### MATERIAL FOR THIS TASK
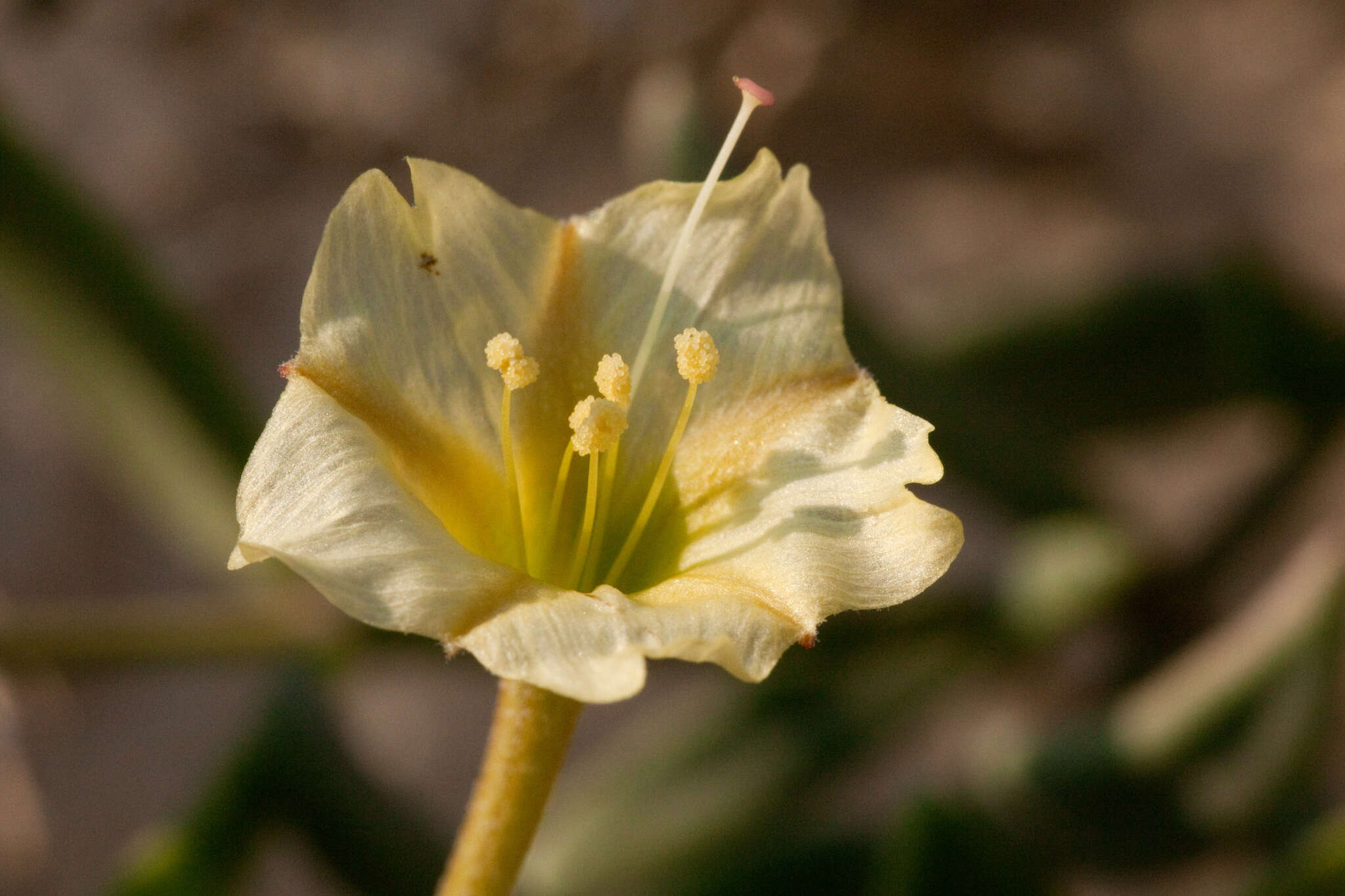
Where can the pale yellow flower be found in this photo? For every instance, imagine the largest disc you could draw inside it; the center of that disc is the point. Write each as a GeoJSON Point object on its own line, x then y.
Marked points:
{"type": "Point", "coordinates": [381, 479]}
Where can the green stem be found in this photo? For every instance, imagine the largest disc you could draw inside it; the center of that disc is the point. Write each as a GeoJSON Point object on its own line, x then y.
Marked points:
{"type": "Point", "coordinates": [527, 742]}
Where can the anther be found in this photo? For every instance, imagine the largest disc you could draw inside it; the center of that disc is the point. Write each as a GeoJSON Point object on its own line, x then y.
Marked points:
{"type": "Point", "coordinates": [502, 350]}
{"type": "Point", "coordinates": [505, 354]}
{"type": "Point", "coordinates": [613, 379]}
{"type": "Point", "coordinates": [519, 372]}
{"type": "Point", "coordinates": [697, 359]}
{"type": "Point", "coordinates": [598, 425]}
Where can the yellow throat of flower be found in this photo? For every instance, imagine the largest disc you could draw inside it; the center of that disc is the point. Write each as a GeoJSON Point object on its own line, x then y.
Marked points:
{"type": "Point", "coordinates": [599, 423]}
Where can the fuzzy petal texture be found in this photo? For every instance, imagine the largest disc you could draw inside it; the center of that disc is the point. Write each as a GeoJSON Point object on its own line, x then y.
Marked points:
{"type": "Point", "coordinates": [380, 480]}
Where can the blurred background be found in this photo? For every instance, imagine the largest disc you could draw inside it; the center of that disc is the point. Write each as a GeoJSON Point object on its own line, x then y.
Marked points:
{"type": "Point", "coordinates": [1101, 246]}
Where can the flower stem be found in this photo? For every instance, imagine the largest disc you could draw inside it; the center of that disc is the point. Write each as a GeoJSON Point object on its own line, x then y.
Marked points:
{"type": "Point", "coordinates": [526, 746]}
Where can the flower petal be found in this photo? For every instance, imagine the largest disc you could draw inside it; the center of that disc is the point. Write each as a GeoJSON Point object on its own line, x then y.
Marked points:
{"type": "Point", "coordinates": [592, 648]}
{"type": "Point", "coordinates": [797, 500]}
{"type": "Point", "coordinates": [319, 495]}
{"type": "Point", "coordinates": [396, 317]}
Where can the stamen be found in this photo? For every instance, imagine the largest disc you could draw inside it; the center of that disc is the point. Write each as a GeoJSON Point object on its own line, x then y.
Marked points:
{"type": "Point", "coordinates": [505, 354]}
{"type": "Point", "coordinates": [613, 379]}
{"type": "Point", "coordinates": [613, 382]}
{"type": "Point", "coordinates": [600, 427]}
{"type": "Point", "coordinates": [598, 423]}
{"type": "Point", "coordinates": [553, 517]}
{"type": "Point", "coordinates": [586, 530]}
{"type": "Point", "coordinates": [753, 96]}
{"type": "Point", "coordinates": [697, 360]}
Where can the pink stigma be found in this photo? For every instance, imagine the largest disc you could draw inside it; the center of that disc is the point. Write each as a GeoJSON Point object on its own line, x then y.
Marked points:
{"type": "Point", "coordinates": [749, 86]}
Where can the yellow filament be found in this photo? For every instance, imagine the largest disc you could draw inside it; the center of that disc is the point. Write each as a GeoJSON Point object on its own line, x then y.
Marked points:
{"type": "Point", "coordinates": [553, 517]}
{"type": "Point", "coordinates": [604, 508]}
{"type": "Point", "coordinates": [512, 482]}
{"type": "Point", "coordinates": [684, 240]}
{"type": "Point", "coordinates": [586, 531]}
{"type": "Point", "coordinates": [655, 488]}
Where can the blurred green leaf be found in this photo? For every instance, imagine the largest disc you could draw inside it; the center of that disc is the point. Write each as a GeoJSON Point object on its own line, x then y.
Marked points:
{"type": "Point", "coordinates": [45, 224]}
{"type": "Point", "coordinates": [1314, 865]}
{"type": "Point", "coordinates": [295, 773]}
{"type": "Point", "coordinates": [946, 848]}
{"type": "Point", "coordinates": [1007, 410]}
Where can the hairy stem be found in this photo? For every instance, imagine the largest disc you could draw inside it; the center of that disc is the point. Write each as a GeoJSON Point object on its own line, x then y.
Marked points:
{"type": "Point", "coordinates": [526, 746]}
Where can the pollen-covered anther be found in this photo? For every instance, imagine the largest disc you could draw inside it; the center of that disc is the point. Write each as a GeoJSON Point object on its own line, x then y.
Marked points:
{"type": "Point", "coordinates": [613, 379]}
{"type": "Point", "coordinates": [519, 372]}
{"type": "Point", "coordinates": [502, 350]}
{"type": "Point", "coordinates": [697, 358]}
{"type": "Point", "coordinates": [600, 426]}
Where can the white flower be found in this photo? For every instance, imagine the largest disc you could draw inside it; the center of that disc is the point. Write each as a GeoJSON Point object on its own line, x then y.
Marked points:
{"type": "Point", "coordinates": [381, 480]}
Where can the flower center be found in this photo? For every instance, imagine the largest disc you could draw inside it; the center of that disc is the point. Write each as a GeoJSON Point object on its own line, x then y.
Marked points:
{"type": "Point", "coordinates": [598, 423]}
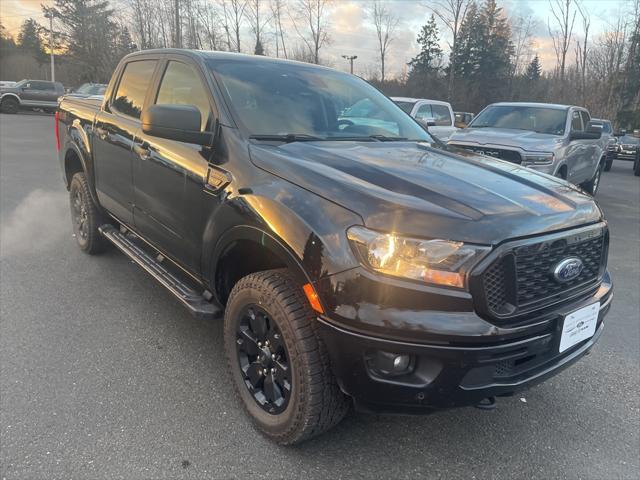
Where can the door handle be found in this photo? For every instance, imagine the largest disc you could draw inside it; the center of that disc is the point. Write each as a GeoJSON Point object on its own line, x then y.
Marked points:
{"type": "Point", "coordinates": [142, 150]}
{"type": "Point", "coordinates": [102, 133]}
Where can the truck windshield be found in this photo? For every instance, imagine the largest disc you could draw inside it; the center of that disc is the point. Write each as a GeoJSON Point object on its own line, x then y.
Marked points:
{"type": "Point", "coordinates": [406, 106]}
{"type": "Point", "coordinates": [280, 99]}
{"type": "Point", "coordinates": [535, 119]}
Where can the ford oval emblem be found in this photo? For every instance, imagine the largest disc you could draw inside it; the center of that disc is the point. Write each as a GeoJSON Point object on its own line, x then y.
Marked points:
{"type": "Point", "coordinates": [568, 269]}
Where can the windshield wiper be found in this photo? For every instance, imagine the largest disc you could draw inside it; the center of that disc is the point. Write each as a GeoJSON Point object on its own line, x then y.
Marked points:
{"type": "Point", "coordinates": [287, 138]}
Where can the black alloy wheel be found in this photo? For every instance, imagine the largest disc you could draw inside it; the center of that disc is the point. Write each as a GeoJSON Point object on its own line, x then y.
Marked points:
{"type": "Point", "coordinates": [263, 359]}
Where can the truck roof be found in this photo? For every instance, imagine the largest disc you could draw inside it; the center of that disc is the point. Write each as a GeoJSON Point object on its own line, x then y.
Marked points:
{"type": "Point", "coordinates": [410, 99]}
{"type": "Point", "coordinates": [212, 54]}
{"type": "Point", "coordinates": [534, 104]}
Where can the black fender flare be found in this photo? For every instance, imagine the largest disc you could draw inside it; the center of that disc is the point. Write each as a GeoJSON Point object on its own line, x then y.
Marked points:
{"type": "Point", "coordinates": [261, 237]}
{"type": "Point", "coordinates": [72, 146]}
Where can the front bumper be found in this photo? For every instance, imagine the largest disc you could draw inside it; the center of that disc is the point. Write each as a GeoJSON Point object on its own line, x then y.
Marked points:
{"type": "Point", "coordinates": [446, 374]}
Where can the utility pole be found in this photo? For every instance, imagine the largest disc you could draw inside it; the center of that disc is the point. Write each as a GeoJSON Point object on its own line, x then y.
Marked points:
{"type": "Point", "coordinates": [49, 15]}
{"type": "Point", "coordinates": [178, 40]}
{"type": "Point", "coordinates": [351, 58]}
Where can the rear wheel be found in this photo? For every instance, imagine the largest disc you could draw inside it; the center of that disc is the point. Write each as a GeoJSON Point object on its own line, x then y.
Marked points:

### STATED GOAL
Take the entries shown above and quote them verbatim, passing over the pictures.

### SOLUTION TO THE PROBLEM
Where can the pale yellow flower be found in this photo? For every instance, imagine the largest disc you could draw inside it; the center of that disc is the point. Write each as a GeoJSON Point object on its own line, x then y.
Marked points:
{"type": "Point", "coordinates": [381, 479]}
Where can the green stem be found in this photo? For every instance, imagine the largest disc you could draw inside it; the center of that disc is the point. Write each as a GeoJSON Point object on its own line, x then y.
Marked points:
{"type": "Point", "coordinates": [527, 742]}
Where can the anther be found in this photo? For every instance, imagine the largest disc you could draw inside it; the center of that disc is the point. Write each as a GeoJSON Point object on its own line, x then y.
Marked points:
{"type": "Point", "coordinates": [502, 350]}
{"type": "Point", "coordinates": [505, 354]}
{"type": "Point", "coordinates": [613, 379]}
{"type": "Point", "coordinates": [519, 372]}
{"type": "Point", "coordinates": [697, 359]}
{"type": "Point", "coordinates": [598, 425]}
Where can the yellow throat of flower be found in this photo? For every instance, imagine the largest disc you could draw inside it; the center of that disc is the point. Write each as a GeoJSON Point object on its own line, x then y.
Marked points:
{"type": "Point", "coordinates": [599, 423]}
Where can the fuzzy petal texture be found in this photo? For every instance, imagine the largest disc you could draw inside it; the center of that disc is the point. Write each as a GeoJSON Point object on its own line, x then y.
Marked points:
{"type": "Point", "coordinates": [380, 480]}
Where can the blurred background be found in this photo? For every instance, imagine the largest disc you could draw inside it; the center of that disc is the point. Write each as a GeoJSON Point object on its own line, x then y.
Marked points:
{"type": "Point", "coordinates": [1101, 246]}
Where can the flower stem be found in this photo? For every instance, imagine the largest disc you could draw inside it; the center of that disc is the point. Write each as a GeoJSON Point object on its own line, x then y.
Marked points:
{"type": "Point", "coordinates": [526, 746]}
Where can the flower petal be found in this photo? For every instance, imagine the largest disc you could draw inside it; the center of that disc is the point. Write each as a GeoJSON Point object on its own line, x then y.
Marked points:
{"type": "Point", "coordinates": [592, 648]}
{"type": "Point", "coordinates": [797, 500]}
{"type": "Point", "coordinates": [319, 495]}
{"type": "Point", "coordinates": [396, 317]}
Where can the stamen be found in this photo? For every instance, imagine the largest disc you could draw inside it; the center of that disc is the point. Write each as a GeoJSON Point object on its own line, x then y.
Marked points:
{"type": "Point", "coordinates": [505, 354]}
{"type": "Point", "coordinates": [613, 379]}
{"type": "Point", "coordinates": [613, 382]}
{"type": "Point", "coordinates": [600, 427]}
{"type": "Point", "coordinates": [598, 423]}
{"type": "Point", "coordinates": [553, 517]}
{"type": "Point", "coordinates": [586, 530]}
{"type": "Point", "coordinates": [753, 96]}
{"type": "Point", "coordinates": [697, 360]}
Where can the pink stigma be found in this photo? For every instance, imagine the largest disc you could draw inside it; the center of that disc is the point. Write each as a GeoJSON Point object on its own line, x then y.
Marked points:
{"type": "Point", "coordinates": [749, 86]}
Where can the yellow filament be found in this photo? For every instance, imagine the largest disc you could draw inside it; the center of that disc is the point. Write each as a GeoJSON Point object on its own line, x then y.
Marked points:
{"type": "Point", "coordinates": [553, 517]}
{"type": "Point", "coordinates": [604, 508]}
{"type": "Point", "coordinates": [512, 482]}
{"type": "Point", "coordinates": [684, 240]}
{"type": "Point", "coordinates": [586, 531]}
{"type": "Point", "coordinates": [655, 488]}
Where can the blurred green leaf be found in this photo? For every instance, imagine the largest disc you could draw inside it; the center of that disc is the point. Write each as a GeoJSON Point object on its own line, x then y.
Marked points:
{"type": "Point", "coordinates": [45, 224]}
{"type": "Point", "coordinates": [1314, 865]}
{"type": "Point", "coordinates": [295, 773]}
{"type": "Point", "coordinates": [946, 848]}
{"type": "Point", "coordinates": [1007, 410]}
Where can the hairy stem be found in this photo? For every instance, imagine the largest disc you could draw inside it; the center of that disc is the point. Write each as a GeoJSON Point object on its own line, x then y.
Marked points:
{"type": "Point", "coordinates": [526, 746]}
Where can the pollen-covered anther be found in this photo? For every instance, imagine the largest disc you could draw inside it; the center of that disc is the point. Write each as a GeoJSON Point object on its own line, x then y.
Marked points:
{"type": "Point", "coordinates": [613, 379]}
{"type": "Point", "coordinates": [519, 372]}
{"type": "Point", "coordinates": [502, 350]}
{"type": "Point", "coordinates": [697, 358]}
{"type": "Point", "coordinates": [600, 426]}
Where can the white flower be found in this photo? For every instance, imagine the largest disc you could draw inside it; the center of that disc is the point. Write each as a GeoJSON Point object on its own line, x then y.
Marked points:
{"type": "Point", "coordinates": [381, 480]}
Where can the flower center be found in this photo? For every instance, imagine the largest disc you could draw inside it; the center of that disc is the point. Write each as a GeoJSON Point object on its own line, x then y.
Marked points:
{"type": "Point", "coordinates": [598, 423]}
Where can the door handle be found in this photo? For every instance, imagine the largest disc you could draw inside it; the center of that disc is the point. Write each as a GeoJSON Point object on its own line, x then y.
Marked points:
{"type": "Point", "coordinates": [142, 150]}
{"type": "Point", "coordinates": [102, 133]}
Where can the truck windshield be found in this photo? For every instance, imagine the largest disc you could draw inside it; the center of that disc is the point. Write each as a GeoJSON Point object on its own line, x then y.
Marked points:
{"type": "Point", "coordinates": [406, 106]}
{"type": "Point", "coordinates": [280, 99]}
{"type": "Point", "coordinates": [535, 119]}
Where can the ford oval emblem be found in this photo? For every instance, imagine the largest disc you could draw inside it; the center of that disc is the point. Write each as a GeoJSON Point object on its own line, x then y.
Marked points:
{"type": "Point", "coordinates": [568, 269]}
Where can the windshield wiper be found in this photo? For every instance, imagine the largest disc you could draw inside it; the center of that disc is the point. Write each as a GeoJSON Point object on its own line, x then y.
Marked points:
{"type": "Point", "coordinates": [287, 138]}
Where can the black alloy wheel be found in this photo? For every instance, imagine the largest disc you could draw inside it; the center of that disc is the point. Write each as a GeoJSON Point object on its own line, x then y.
Marked points:
{"type": "Point", "coordinates": [263, 359]}
Where can the truck roof be found in this photo? For every instance, imagine the largest disc you could draw inside it; the center of that disc is the point. Write each as a GeoJSON Point object on its own line, x then y.
Marked points:
{"type": "Point", "coordinates": [410, 99]}
{"type": "Point", "coordinates": [212, 54]}
{"type": "Point", "coordinates": [534, 104]}
Where can the black fender flare be found in this photo? For every instance, imagine the largest disc you could draw inside it; the center of that disc is the point. Write each as a GeoJSON Point object on its own line, x then y.
Marked points:
{"type": "Point", "coordinates": [261, 237]}
{"type": "Point", "coordinates": [72, 146]}
Where can the front bumper be found in this photo? For every instance, imagine the largest disc you could draw inside it; the center of that disc is the point. Write each as a GeoJSON Point object on its own line, x then y.
Marked points:
{"type": "Point", "coordinates": [446, 374]}
Where can the utility pole be found in this photo? For every instance, imagine the largest disc you could draw inside it; the center of that disc is the point. Write each as a GeoJSON Point object on its own line, x then y.
Marked points:
{"type": "Point", "coordinates": [49, 15]}
{"type": "Point", "coordinates": [178, 40]}
{"type": "Point", "coordinates": [351, 58]}
Where can the rear wheel be found in this photo? For every instance, imagine the largest disc you could draw inside it; the center of that disc is the point. Write each as a GeoJSON Point object on its own line, x then y.
Marked points:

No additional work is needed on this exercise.